*Tasks to perform*:
A. Reproduce verbatim the part of the passage on international scouting that begins with the words containing "Statcast adds another" and ends with "wins the moment.".
B. In the passage on international scouting, why does the list of names read "like the story" instead of "a list taped onto the story"? Answer in one to three sentences.

*Passage*:
+ + + + + + +
Statcast adds another layer without replacing the eyes. The Classic now carries the same tracking language clubs live in every day, from bat speed to exit velocity to pitch movement.
International scouting still runs on feel first. Numbers sharpen the argument after.
What international scouting buys in a week like this
Chase the tool. Scouts want one carrying trait that survives elite competition. Bat speed that does not collapse against velocity. A finisher pitch that misses barrels even when hitters expect it. Defensive range that stays clean when the game speeds up.
Study the decisions. The Classic rewards players who slow the game down inside themselves. They take the right pitch. Keep their mechanics. Accept a walk if it wins the moment.
Respect the pathway. Contract rules decide timelines. Some stars reach MLB through the Japanese posting system, and the posted player process explains the 45 day negotiating window after a player gets posted.
International scouting lives where those three things overlap: tool, decisions, pathway.
The notebook lines that keep getting underlined
My notebook always fills up during this tournament, then the same names keep circling back in pen. Not ten random names. Ten profiles that match what front offices actually chase in March. The WBC Statcast watch list pointed toward the same idea: put measurable proof on players the majors do not see every day, then watch how they handle the noise.
This does not read like a list taped onto the story. It reads like the story, because international scouting works that way. One at bat becomes a note. That note becomes a call. A call becomes a contract when timing fits.
+ + + + + + +
Data lines:
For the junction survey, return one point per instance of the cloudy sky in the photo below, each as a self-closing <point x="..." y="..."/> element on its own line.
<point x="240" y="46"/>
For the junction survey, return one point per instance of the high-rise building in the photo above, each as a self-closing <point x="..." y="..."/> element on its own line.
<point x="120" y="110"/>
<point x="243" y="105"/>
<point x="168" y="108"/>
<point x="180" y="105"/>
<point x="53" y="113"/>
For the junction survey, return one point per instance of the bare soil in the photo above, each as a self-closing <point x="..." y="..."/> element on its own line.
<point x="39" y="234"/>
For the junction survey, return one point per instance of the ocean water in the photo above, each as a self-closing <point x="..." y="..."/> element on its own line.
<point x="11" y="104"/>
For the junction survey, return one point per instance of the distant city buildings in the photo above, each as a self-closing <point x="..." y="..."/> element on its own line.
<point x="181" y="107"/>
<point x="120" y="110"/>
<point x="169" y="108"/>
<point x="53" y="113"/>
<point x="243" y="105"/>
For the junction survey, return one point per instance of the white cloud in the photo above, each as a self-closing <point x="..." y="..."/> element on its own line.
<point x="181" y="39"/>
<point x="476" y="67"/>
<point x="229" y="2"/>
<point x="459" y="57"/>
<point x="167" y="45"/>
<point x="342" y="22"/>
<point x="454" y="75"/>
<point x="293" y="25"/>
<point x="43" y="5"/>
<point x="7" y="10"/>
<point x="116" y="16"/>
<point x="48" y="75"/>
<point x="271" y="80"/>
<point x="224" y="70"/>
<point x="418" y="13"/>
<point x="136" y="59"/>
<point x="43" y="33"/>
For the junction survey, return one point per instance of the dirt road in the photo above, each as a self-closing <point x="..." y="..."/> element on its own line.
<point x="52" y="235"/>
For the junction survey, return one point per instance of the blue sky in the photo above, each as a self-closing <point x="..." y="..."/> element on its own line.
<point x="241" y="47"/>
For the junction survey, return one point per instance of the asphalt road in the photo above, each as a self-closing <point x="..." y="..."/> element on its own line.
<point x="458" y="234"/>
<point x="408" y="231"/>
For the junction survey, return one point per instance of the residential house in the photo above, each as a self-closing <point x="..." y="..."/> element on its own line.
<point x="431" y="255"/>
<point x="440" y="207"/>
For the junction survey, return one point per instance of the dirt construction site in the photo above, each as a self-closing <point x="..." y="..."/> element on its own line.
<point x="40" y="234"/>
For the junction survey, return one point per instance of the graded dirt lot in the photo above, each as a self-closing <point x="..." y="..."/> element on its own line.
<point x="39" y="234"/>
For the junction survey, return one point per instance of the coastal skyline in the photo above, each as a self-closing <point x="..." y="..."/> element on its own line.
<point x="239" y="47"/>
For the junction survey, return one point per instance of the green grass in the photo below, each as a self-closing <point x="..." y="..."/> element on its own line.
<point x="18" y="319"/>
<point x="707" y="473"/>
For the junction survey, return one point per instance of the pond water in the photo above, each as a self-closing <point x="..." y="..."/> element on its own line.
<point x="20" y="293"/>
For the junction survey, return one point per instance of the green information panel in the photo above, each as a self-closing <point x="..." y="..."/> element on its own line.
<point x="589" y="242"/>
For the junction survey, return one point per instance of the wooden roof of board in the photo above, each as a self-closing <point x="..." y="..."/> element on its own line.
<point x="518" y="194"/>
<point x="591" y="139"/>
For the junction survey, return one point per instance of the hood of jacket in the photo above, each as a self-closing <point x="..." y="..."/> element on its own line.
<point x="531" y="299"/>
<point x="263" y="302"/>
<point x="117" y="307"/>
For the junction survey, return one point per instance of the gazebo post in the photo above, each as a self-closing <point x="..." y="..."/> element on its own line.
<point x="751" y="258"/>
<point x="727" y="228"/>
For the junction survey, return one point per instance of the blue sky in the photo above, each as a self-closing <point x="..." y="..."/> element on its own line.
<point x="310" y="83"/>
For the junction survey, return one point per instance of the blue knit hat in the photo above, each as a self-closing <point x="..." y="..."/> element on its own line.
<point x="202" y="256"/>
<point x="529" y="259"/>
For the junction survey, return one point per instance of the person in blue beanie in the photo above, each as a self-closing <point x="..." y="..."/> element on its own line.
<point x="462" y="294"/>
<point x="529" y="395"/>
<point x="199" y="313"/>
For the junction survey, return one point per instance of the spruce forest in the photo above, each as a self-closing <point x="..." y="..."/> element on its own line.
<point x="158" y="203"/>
+ + + + + + +
*Set of answers*:
A.
Statcast adds another layer without replacing the eyes. The Classic now carries the same tracking language clubs live in every day, from bat speed to exit velocity to pitch movement.
International scouting still runs on feel first. Numbers sharpen the argument after.
What international scouting buys in a week like this
Chase the tool. Scouts want one carrying trait that survives elite competition. Bat speed that does not collapse against velocity. A finisher pitch that misses barrels even when hitters expect it. Defensive range that stays clean when the game speeds up.
Study the decisions. The Classic rewards players who slow the game down inside themselves. They take the right pitch. Keep their mechanics. Accept a walk if it wins the moment.

B. It reads that way because international scouting itself works that way. One at bat becomes a note, that note becomes a call, and a call becomes a contract when the timing fits.